• **Page extract**:
::::

# Morels



## Nick84

Anyone know if the Morels have popped in NW Ga yet its my first year trying to shroom.  Any info would be appreciated.


----------



## waddler

I posted on them in "Wild Edibles" thread but have gotten no response. There is a post on Facebook in the group "Mushroom Club of Georgia" that says they have been found in Athens.


----------



## NCHillbilly

It's getting time there. It'll be about two-three more weeks here in the mountains.


----------



## waddler

I have read about where to look, but no luck. Where do you find them and what other mushrooms are in the vicinity?


----------



## NCHillbilly

waddler said:


> I have read about where to look, but no luck. Where do you find them and what other mushrooms are in the vicinity?



Not trying to sound like a smart aleck, but you find them where you find them. The places I have found the most morels are around half-dead apple trees, hollers with lots of ash and tulip poplar trees, and in landscaped shady mulch beds, and just out in the woods with no real pattern. You'll find them in privet thickets down in the flatlands sometimes. But you may look in a hundred places that look just alike; 1 of them is full of morels, the other 99 have none. You just gotta burn some shoe leather and look everywhere. To make it even more fun, a place that is full one year may have none the next year, and some years they just don't come up at all if the weather isn't right.

::::

• **Material provided**:
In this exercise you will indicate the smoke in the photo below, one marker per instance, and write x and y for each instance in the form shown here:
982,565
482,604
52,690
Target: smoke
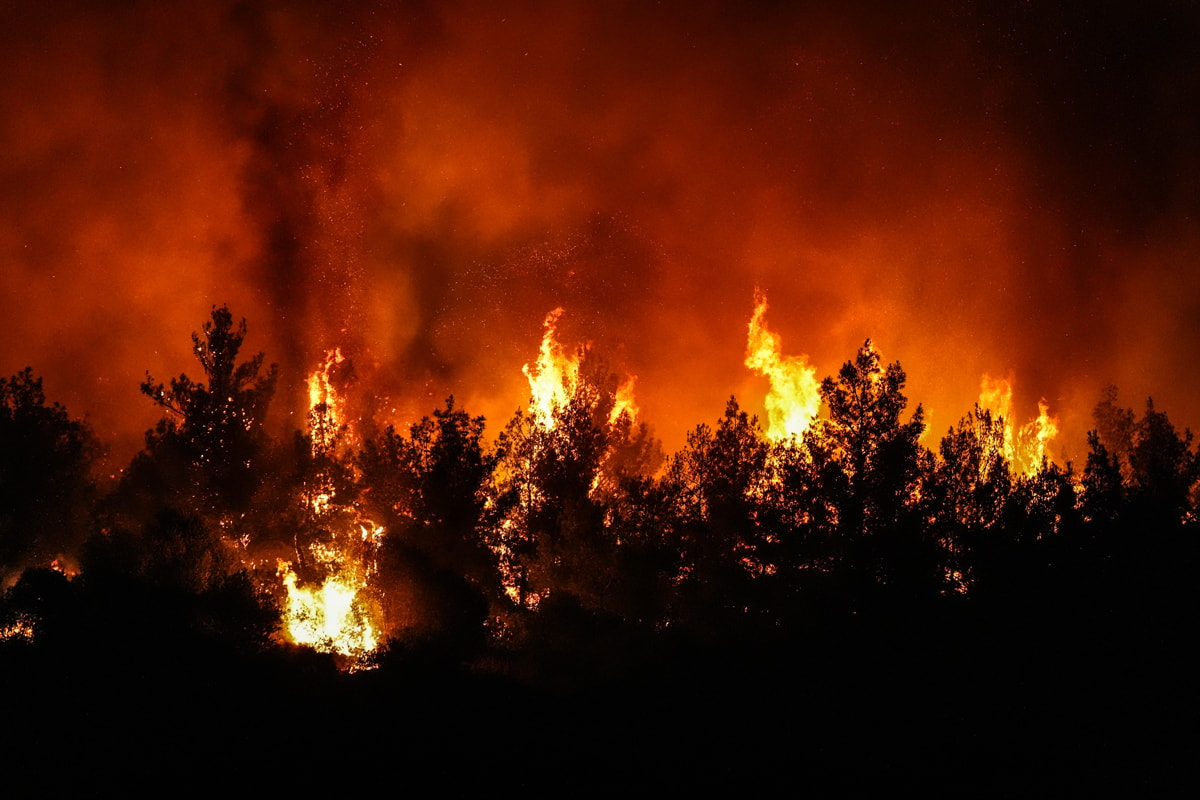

::::

• **List of tasks**:
A. Please edit the morel thread, starting at "Not trying to" and ending at "weather isn't right.", replacing "morels" with "mushrooms".
B. Answer these questions about the morel thread:
(i) According to the post on Facebook, where have morels been found?
(ii) How many more weeks does NCHillbilly expect it to be before morels come up in the mountains?
(iii) Which trees grow in the hollers where NCHillbilly has found the most morels?
C. Extend the morel thread from its last post.

• **Task responses**:
A.
Not trying to sound like a smart aleck, but you find them where you find them. The places I have found the most mushrooms are around half-dead apple trees, hollers with lots of ash and tulip poplar trees, and in landscaped shady mulch beds, and just out in the woods with no real pattern. You'll find them in privet thickets down in the flatlands sometimes. But you may look in a hundred places that look just alike; 1 of them is full of mushrooms, the other 99 have none. You just gotta burn some shoe leather and look everywhere. To make it even more fun, a place that is full one year may have none the next year, and some years they just don't come up at all if the weather isn't right.

B.
(i) In Athens.
(ii) About two to three more weeks.
(iii) Ash and tulip poplar trees.

C.
----------



## blood on the ground

I have looked for them the past 2 springs here and haven't had any luck at all.


----------



## Fletch_W

I just bushwhacked through a bunch of privet and green briar bottoms with what I believe to be alot of Elm (won't know for sure until leaves on the trees, but the saplings had leaves, Elm leaves....), and found nothing. Large creek in Athens, public land, no taking of plants allowed, I didn't find any, I didn't take any, if you know what I mean.


----------



## lagrangedave

Morels ain't plants, just sayin'.


----------



## Fletch_W

waddler said:


> I posted on them in "Wild Edibles" thread but have gotten no response. There is a post on Facebook in the group "Mushroom Club of Georgia" that says they have been found in Athens.



The only thing I found regarding Athens on that page is one second-hand account, and the poster said they haven't found anything. 

That post was also hours after you posted this. 

What specific post on that page is reporting Athens finds? I read back to Feb and didn't see anything but what I referred to above.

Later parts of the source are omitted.